Jeff Nichols a du être positivement troublé par les photographies  de Mildred et Richard Loving par Grey Villet pour Life, (Grey Villet Photography -LIFEphoto-essays) sans doute utilisées dans le documentaire. Quoi de plus beau que la simplicité, la tendresse, la dignité qui se dégage de ces deux êtres, prolétaires, l’un blanc blond, l’autre noire. Elles ont dû lui parler, à lui l’homme du Sud, issu d’une famille modeste. Cette histoire lui est proche, et elle est exactement dans ses cordes, elle contient tous les thèmes et figures de son cinéma, il n’y a plus qu’à les adapter. Il faudra 2 mois à Jeff Nichols, donc bien des nuits, car il tourne au moment où il écrit, pour rédiger son scénario, et il ne sera pas retouché.

L’institution violente, ici la justice :

En 1958 au moment où commence l’affaire, nous sommes encore dans une authentique société raciste et oppressive. Une société qui s’est constituée et s’institue dans l’exploitation sans borne de l’homme par l’homme, dans le racisme décliné à tous les niveaux, mais plus spécifiquement contre les noirs, ces anciens esclaves. Une société qui depuis trois siècles, veut subsister dans ses fondements, légitimer à toute force ses crimes passés, et à venir, en toute bonne conscience. (Et avoir la loi pour elle, ce qu’elle a en effet). Le juge Bazile et le sheriff Brooks appliquent la loi, « Virginie Racial Intégrity Act 1924 qui renforce les textes de1662 ».

Notons qu’au moment où commence cette affaire les textes jours des lois Jim Crow (ségrégationnistes) sont comptés. Le 2 juillet 1964, le président américain Lyndon B. Johnson va les abolir. Mais les mœurs ont la vie dure.

════════════════════

### Consigne
Reproduisez le passage en commençant aux mots « Notons qu’au moment » et en vous arrêtant après « la vie dure. ».

### Extraits de données

════════════════════

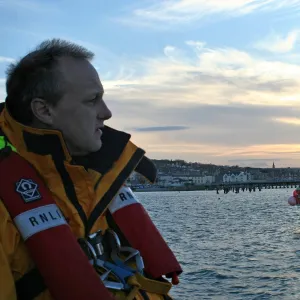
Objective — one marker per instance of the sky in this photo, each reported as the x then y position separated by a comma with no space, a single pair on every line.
208,81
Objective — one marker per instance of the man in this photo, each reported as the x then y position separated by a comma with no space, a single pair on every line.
62,176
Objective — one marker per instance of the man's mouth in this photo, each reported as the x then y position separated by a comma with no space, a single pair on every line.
99,130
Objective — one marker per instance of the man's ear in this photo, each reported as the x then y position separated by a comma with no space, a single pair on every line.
42,110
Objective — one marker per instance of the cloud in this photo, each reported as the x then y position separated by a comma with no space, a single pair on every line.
186,11
161,128
2,89
279,44
288,120
209,75
29,5
231,101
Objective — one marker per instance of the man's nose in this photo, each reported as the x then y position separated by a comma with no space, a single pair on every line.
104,112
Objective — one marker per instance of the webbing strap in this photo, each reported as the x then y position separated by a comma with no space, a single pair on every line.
4,143
30,285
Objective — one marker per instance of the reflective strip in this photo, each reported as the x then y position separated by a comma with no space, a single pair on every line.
39,219
124,198
4,143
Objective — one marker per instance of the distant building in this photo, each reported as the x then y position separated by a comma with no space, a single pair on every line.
237,177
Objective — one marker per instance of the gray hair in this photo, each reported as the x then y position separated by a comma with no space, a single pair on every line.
36,76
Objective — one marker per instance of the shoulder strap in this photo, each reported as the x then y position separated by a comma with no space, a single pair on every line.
30,285
33,211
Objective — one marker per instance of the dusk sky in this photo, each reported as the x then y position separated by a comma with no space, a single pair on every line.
213,81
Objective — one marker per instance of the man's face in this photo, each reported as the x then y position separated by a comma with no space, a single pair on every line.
81,113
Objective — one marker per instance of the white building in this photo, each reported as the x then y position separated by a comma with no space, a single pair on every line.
240,177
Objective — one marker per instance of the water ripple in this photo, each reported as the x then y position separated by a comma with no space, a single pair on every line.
234,246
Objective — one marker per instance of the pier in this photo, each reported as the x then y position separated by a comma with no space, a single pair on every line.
237,187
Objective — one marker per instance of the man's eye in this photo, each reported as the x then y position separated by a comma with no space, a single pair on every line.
93,101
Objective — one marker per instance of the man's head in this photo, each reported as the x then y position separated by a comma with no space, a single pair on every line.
56,87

════════════════════

### Réponse
Notons qu’au moment où commence cette affaire les textes jours des lois Jim Crow (ségrégationnistes) sont comptés. Le 2 juillet 1964, le président américain Lyndon B. Johnson va les abolir. Mais les mœurs ont la vie dure.